··· TEXTO CITADO

Apenas reproduzindo nas nossas almas as duas atitudes que a alma do bom ladrão manifestou; penitência e fé. Antes de mais, façamos penitência, dizendo: "Eu mereço castigo pelos meus pecados. Preciso de fazer penitência". Quantos ignoram até que ponto têm sido cruéis e ingratos para com Deus! E, se assim é, não deveríamos queixar-nos das mágoas e reveses da vida. Nestas circunstâncias, as nossas consciências assemelham-se a quartos escuros, de onde a luz foi há muito tempo expulsa. Se corrermos as cortinas, verificaremos que tudo quanto julgávamos limpo está coberto de pó.

······
··· REGISTOS

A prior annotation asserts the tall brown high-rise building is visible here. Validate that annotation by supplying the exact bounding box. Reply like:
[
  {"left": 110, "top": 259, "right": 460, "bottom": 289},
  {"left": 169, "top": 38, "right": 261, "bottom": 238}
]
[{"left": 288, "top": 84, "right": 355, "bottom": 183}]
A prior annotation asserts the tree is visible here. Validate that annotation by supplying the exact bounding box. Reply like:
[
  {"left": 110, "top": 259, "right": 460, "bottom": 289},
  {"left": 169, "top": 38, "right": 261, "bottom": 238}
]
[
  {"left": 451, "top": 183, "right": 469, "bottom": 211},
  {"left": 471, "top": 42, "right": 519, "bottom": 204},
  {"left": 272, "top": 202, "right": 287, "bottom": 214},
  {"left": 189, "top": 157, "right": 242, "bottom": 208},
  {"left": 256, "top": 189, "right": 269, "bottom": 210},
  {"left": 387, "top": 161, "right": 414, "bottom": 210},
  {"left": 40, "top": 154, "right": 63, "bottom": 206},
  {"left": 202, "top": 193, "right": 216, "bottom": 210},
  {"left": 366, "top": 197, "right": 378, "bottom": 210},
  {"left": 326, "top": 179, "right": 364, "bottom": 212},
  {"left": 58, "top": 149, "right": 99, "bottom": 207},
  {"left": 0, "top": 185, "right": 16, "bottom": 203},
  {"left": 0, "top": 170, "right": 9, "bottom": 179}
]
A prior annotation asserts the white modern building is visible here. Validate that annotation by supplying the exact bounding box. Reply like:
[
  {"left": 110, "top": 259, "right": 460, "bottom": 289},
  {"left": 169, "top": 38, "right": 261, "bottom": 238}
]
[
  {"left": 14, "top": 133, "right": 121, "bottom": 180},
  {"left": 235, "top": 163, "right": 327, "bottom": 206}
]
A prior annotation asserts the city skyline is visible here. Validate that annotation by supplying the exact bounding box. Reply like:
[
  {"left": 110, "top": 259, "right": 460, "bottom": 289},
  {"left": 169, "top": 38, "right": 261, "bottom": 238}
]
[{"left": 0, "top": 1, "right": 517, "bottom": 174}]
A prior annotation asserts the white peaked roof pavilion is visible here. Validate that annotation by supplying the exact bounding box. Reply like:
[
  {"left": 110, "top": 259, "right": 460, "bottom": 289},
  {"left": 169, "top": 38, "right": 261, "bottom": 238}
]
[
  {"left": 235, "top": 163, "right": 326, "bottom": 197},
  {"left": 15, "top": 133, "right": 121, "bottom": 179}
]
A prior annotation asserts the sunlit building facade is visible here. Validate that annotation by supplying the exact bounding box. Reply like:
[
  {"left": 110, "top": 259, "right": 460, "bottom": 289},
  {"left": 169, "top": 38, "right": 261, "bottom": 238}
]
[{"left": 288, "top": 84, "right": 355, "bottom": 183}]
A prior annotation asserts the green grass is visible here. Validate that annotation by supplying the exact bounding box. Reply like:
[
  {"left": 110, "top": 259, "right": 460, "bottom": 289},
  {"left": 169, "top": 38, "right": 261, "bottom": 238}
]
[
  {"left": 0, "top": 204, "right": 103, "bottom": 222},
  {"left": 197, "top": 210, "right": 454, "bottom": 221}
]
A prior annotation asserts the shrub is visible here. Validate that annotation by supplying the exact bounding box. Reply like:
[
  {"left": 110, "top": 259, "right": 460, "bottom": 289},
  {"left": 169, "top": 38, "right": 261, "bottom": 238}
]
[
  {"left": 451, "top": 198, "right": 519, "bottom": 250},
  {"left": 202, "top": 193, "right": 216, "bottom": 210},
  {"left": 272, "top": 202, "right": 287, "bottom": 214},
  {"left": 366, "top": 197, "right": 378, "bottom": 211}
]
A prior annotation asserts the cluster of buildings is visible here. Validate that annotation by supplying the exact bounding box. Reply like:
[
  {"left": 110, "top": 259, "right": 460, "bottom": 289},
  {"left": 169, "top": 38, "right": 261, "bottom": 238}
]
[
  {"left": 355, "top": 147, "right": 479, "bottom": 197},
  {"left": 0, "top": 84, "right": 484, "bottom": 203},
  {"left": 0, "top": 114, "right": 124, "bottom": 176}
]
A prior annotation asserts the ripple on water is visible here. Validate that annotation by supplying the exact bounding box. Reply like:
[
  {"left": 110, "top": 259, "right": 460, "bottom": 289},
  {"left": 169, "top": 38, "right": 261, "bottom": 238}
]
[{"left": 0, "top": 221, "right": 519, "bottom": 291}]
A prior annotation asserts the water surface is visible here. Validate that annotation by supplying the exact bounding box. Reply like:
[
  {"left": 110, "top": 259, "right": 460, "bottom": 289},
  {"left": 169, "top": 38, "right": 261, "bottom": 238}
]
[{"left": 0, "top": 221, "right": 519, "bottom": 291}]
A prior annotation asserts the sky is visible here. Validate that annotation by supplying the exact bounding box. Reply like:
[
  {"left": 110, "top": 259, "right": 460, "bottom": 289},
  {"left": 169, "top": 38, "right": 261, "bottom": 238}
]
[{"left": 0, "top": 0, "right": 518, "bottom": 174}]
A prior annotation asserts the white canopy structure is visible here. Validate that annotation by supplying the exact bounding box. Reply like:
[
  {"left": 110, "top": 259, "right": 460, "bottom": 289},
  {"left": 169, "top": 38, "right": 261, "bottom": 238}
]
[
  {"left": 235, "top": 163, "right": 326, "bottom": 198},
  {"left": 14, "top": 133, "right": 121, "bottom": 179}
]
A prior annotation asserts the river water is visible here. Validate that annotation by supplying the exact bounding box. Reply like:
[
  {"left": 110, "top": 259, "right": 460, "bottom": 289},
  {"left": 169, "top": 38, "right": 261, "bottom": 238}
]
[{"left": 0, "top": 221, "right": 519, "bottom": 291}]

······

*PROBLEMAS E TAREFAS*:
a - Segundo o texto citado, quais são as duas atitudes que a alma do bom ladrão manifestou?
b - Traduza para inglês a frase do texto citado "Se corrermos as cortinas, verificaremos que tudo quanto julgávamos limpo está coberto de pó."

*RESPOSTAS POR TAREFA*:
a - Penitência e fé.

b - If we draw back the curtains, we will find that everything we thought was clean is covered with dust.